((

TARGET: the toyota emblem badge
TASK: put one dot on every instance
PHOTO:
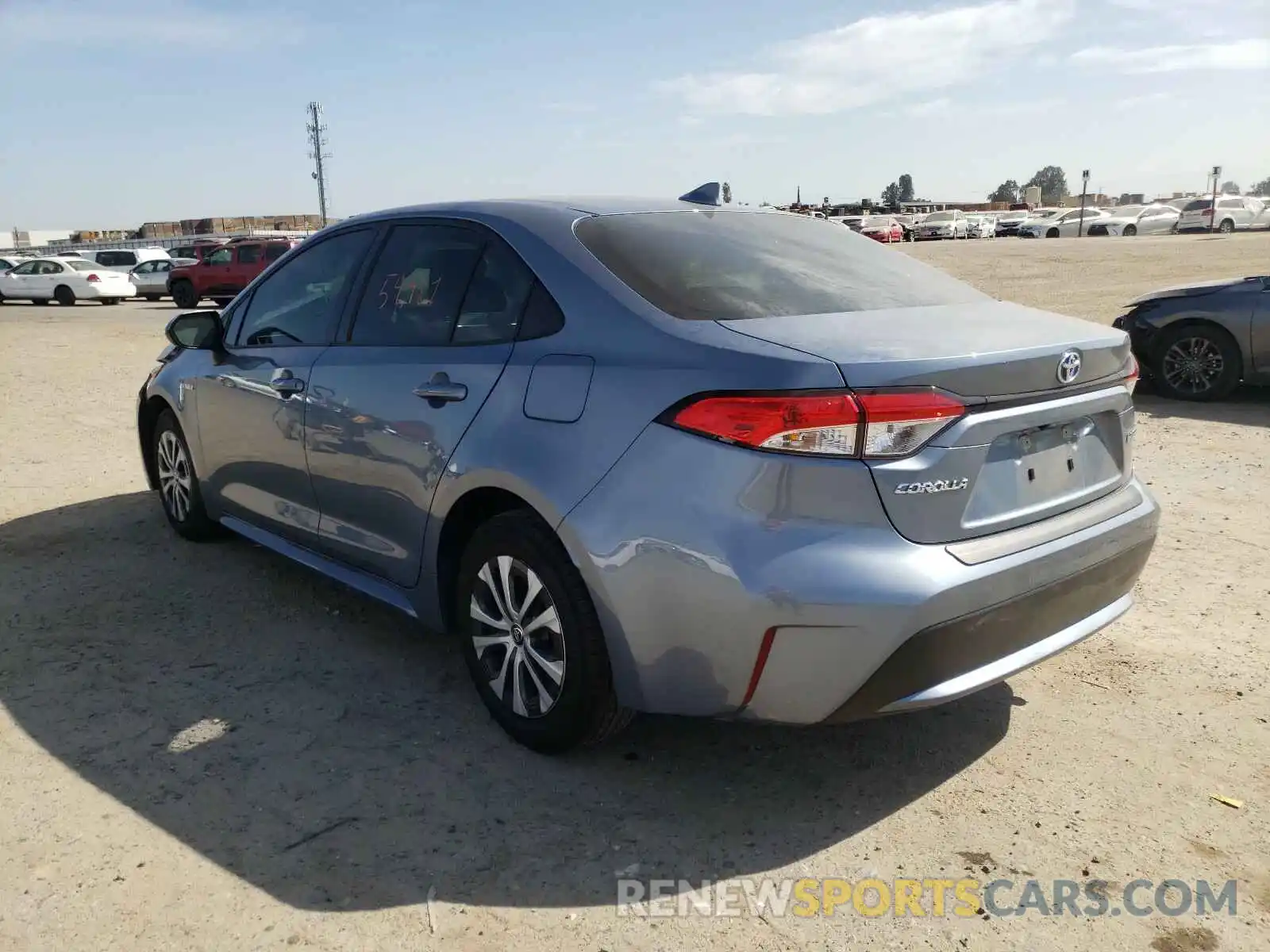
(1070, 367)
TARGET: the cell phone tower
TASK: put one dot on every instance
(318, 143)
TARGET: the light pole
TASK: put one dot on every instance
(1085, 188)
(1212, 221)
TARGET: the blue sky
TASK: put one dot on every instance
(121, 113)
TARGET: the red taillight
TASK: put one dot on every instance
(899, 423)
(888, 424)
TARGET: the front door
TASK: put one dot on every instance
(251, 400)
(1261, 329)
(216, 271)
(393, 399)
(247, 266)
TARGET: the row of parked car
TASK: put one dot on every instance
(110, 276)
(1231, 213)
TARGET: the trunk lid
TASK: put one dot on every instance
(1030, 446)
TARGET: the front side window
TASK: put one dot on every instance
(732, 266)
(300, 302)
(418, 286)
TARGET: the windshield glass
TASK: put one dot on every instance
(729, 266)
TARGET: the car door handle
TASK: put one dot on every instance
(285, 382)
(441, 390)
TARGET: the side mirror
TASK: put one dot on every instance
(197, 330)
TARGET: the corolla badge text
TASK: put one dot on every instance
(933, 486)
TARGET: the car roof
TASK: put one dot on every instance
(533, 209)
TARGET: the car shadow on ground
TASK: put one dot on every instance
(324, 750)
(1246, 406)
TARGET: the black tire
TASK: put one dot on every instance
(183, 295)
(584, 710)
(192, 524)
(1210, 346)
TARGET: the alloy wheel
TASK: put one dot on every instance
(175, 475)
(1193, 365)
(518, 641)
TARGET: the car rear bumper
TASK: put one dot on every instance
(778, 590)
(92, 292)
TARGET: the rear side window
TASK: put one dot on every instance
(114, 259)
(730, 266)
(418, 286)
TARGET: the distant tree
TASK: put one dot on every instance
(1052, 182)
(1006, 192)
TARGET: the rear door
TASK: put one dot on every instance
(251, 400)
(248, 262)
(391, 400)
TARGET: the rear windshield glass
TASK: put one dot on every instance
(729, 266)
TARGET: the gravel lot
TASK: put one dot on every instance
(207, 748)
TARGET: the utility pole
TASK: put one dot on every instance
(1212, 221)
(1085, 188)
(318, 143)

))

Copy exactly the line containing "TARGET: the rear door" and each line after it through the end of the records above.

▶ **EXERCISE SOLUTION**
TARGET: the rear door
TASK: put one dot on every instance
(251, 400)
(248, 262)
(391, 400)
TARGET: the rear windshield glass
TASK: put one dot on every instance
(729, 266)
TARGET: the gravel lot
TASK: put one dot on every instance
(207, 748)
TARGET: the utility pole
TASK: put one dot on every instance
(1212, 221)
(1085, 188)
(318, 143)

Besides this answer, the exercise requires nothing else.